> **Exercise instructions**:
a – What is the Spanish translation of this sentence from the interview on stereotype threat in chess: "Playing online, where players can be blind to the genders of their opponents, might be a way to counteract stereotype threat."?
b – Can you write the next part of the interview on stereotype threat in chess, picking up right after its final sentence?

> **Extract provided**:
►

AC: It depends on the situation. Sometimes the worry that others will judge you in light of a stereotype impairs your ability to do something cognitively taxing, like finding the best moves in a chess game. However, under certain circumstances, being reminded of stereotypes might be motivating—it might make people want to prove the stereotypes wrong, which sometimes increases their performance. For example, women who were told that women had done poorly on a negotiation task in the past ended up doing somewhat better than men at that task. There is some evidence of this sort of pushback or “reactance” effect in chess as well.

AR: How are the male opponents of the girls/women affected by chess stereotypes?

AC: Some work (not in chess) has suggested a “stereotype lift” effect. For example, men sometimes do better in math when they’re reminded of the negative stereotypes about women’s math abilities. This effect may apply to chess too, but that’s a little hard to square with the evidence that women do better than you would expect based on their ranking when playing against men.

AR: What other insights might help me, and ChessBase readers, understand or counteract stereotype threat in chess?

AC: There was a huge boost in the number of women who earned chairs in top-tier orchestras when blind auditions became the norm. Playing online, where players can be blind to the genders of their opponents, might be a way to counteract stereotype threat.

At in-person chess tournaments, an Open section at the same time and location as a Women’s section, as mentioned by Sarah Chiang in her account of the 2012 Pan American Youth Festival, may highlight the stereotypes and under-representation cues for women that choose to play in the Open rather than in the Women’s.

More generally, organizers could try to minimize the cues that prompt women to experience stereotype threat — the cues that make women feel that they are not a valued part of the chess community. Nothing says you don’t belong like, say, having to walk three floors down from the playing hall to go to the bathroom.

◄

> **Source information**:
►

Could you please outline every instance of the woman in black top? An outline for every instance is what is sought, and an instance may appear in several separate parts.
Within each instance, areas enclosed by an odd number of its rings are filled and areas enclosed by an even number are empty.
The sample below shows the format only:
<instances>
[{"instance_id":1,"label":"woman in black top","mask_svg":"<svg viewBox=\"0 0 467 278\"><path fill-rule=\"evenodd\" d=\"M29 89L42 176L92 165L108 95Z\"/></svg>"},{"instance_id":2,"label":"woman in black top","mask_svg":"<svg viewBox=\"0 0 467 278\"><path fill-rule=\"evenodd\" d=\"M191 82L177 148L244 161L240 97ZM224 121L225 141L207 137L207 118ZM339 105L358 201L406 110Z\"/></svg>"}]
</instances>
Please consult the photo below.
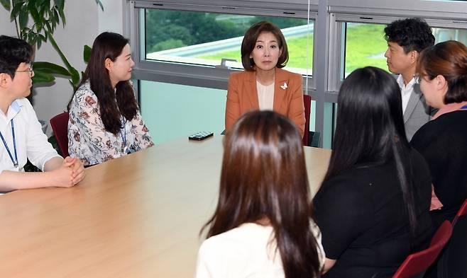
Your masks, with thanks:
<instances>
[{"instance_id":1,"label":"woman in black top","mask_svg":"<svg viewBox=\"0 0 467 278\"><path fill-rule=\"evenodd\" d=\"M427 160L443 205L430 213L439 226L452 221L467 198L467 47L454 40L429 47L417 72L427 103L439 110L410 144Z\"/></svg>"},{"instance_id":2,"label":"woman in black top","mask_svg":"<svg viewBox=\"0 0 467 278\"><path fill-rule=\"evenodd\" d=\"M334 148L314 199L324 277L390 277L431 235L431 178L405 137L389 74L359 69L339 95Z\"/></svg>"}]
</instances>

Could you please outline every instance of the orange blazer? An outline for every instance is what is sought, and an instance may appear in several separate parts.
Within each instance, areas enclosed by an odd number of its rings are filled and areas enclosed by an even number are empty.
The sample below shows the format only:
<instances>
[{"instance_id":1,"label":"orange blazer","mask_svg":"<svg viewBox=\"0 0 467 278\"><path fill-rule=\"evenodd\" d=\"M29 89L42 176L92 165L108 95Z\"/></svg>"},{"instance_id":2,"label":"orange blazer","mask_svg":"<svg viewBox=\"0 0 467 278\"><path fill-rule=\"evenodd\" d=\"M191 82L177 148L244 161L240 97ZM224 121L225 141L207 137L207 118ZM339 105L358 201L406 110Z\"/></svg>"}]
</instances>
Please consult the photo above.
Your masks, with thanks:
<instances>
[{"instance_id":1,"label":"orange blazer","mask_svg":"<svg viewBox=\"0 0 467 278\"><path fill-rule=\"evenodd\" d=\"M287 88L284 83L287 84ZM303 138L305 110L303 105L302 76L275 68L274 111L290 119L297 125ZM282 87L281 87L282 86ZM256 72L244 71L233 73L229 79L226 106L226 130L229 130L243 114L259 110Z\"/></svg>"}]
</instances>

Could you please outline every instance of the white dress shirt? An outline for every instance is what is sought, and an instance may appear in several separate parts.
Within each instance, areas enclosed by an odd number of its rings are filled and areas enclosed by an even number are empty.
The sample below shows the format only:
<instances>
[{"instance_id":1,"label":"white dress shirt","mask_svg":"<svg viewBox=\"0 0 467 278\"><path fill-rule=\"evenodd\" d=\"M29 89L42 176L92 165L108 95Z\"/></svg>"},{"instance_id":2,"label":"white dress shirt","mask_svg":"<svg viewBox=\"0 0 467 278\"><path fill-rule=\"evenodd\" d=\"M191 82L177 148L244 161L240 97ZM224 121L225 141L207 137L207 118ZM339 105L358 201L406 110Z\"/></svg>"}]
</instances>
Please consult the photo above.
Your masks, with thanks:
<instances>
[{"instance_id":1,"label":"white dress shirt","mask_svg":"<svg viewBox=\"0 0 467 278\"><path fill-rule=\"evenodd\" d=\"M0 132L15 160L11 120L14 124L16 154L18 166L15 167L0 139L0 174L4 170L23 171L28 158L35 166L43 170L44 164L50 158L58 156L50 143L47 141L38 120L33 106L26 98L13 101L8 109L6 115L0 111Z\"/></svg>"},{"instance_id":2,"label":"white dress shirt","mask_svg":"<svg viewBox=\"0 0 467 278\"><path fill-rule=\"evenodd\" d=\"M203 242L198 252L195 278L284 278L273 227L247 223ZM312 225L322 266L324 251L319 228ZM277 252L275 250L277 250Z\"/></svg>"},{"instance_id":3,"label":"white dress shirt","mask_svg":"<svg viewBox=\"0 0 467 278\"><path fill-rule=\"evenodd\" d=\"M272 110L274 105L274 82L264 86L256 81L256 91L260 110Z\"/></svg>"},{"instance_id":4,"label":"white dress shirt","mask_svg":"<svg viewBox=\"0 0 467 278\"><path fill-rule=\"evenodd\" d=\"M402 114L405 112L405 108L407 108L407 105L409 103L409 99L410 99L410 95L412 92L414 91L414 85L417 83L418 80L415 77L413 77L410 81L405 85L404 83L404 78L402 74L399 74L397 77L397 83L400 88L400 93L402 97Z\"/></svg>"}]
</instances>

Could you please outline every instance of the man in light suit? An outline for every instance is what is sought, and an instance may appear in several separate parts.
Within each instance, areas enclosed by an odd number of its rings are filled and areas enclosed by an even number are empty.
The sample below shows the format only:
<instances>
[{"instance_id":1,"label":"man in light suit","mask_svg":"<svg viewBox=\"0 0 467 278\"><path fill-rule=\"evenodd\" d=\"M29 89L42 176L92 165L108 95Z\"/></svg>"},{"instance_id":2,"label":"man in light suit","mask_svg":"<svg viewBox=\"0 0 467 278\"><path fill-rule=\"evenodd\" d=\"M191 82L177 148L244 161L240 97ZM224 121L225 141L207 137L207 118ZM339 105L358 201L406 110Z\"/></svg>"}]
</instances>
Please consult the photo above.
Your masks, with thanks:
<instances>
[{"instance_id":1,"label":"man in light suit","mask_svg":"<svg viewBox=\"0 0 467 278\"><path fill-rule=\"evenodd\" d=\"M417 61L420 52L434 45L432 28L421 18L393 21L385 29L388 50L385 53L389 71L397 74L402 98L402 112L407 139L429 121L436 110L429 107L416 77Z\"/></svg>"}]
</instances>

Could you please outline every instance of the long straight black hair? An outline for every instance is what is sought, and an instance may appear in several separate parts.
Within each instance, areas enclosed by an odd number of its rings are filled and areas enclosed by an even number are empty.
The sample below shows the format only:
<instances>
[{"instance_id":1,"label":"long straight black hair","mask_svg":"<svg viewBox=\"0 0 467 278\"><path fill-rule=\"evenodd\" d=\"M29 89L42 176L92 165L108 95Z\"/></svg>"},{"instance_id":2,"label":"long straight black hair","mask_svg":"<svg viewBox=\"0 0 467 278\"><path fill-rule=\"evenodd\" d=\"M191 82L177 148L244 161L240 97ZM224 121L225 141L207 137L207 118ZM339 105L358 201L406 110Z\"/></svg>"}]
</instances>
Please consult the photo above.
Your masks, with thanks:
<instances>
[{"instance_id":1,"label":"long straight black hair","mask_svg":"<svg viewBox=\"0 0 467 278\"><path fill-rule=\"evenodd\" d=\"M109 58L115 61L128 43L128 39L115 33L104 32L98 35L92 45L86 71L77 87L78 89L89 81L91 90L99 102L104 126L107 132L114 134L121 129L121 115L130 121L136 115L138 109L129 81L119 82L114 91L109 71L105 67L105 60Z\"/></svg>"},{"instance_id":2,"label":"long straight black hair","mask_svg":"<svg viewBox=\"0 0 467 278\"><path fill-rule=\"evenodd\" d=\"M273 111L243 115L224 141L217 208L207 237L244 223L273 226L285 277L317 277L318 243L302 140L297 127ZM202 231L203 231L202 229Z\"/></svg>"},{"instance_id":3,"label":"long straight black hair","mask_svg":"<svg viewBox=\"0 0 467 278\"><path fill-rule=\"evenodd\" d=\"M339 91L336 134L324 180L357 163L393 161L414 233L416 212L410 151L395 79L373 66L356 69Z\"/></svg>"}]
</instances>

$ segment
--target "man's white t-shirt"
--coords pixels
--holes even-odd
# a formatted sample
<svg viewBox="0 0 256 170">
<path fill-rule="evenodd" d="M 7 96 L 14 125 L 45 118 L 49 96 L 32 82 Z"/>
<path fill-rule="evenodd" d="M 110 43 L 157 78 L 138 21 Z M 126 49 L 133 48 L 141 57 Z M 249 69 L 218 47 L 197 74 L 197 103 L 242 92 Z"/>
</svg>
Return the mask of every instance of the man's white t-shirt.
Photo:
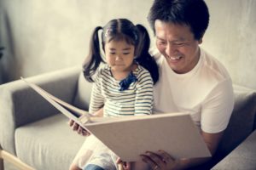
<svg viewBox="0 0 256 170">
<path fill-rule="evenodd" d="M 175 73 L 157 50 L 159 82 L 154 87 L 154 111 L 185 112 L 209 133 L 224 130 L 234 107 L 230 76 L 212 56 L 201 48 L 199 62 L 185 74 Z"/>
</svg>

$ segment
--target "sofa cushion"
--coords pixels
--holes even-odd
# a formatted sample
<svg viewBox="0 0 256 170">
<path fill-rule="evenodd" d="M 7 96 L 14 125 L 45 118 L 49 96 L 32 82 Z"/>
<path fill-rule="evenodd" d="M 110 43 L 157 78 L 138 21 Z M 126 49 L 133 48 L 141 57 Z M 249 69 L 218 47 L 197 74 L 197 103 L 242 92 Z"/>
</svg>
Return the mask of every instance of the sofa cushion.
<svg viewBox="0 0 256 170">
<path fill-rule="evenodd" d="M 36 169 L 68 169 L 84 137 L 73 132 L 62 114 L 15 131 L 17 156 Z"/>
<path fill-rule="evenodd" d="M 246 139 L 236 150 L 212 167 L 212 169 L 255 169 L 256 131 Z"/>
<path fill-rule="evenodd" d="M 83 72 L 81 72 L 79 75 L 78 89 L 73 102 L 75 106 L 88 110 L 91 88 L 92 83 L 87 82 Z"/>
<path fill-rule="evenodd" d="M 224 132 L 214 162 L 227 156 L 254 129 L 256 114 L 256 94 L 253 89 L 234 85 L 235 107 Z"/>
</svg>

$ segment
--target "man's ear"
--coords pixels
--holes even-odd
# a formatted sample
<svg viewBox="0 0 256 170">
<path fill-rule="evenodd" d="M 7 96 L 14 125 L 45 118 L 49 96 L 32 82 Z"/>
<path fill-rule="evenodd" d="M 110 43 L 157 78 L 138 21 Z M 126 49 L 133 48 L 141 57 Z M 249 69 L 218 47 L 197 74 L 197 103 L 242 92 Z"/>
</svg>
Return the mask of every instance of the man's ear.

◄

> **Results of the tasks**:
a – Jugar en línea, donde los jugadores pueden desconocer el género de sus oponentes, podría ser una forma de contrarrestar la amenaza del estereotipo.

b –
It was remarkable that Dr. Cimpian mentioned restrooms. I have played in many tournaments and clubs where the only restroom near the chess boards was designated for men. At some tournaments and clubs, the organizers would ask the men to vacate that multi-stall restroom, if I told the organizers each time I needed to use the restroom; or I could walk to another restroom, five minutes or more away, which was for women only. At other chess clubs, there was only a single, one-stall restroom, sometimes with a broken door lock. That restroom situation was one part of chess that made me feel unwelcome. When I wrote about my perception of the restroom situation in 2001, I was vilified. Restrooms are part of the structure of a chess club or tournament and can be a cue to girls and women about whether they are welcomed as chess players. And restrooms are something that organizers could fix, perhaps more easily than getting rid of the degrading comments that Sarah Chiang recounts experiencing.

Sarah Chiang

WFM Sarah Chiang played in the U.S. Junior Championship in 2013. The only girl in the field that year, she scored ½ out of 9. Later, when an undergraduate at Washington University in St. Louis, Chiang researched the gender divide in chess (see PDF). A research paper, written in 2015 for a college class, ended with “ignoring stereotype threat is difficult; I can attest to that. But whether we choose to allow negative environmental factors [to] influence us is partially under our control.”

Chiang slide

Chiang believes that running open sections alongside sections for girls (or women) may increase stereotype threat. Chiang played in the 2012 Pan American Youth Festival, where 62 boys and Chiang played in the Open Under 16. She could have chosen to play in the concurrent Girls Under 16 instead. In a 2015 personal essay for a college course, Chiang reflected on that 2012 tournament:

For eight years, I had been playing with boys and men alike and no one seemed to notice. But take a major tournament and segregate girls into their own section, and all of a sudden I’m some unusual specimen. Usually, I took pride in being one of the handful of females battling over a chess board. But I wasn’t naïve. People have long asked me, ‘Do you know how to play?’ or ‘You’re playing in that section?’ or ‘You’re a master??’ Usually, I stashed those comments in my bag of funny stories. But this tournament was different. I had never been doused with so many degrading comments, and it was difficult to prevent them from seeping in.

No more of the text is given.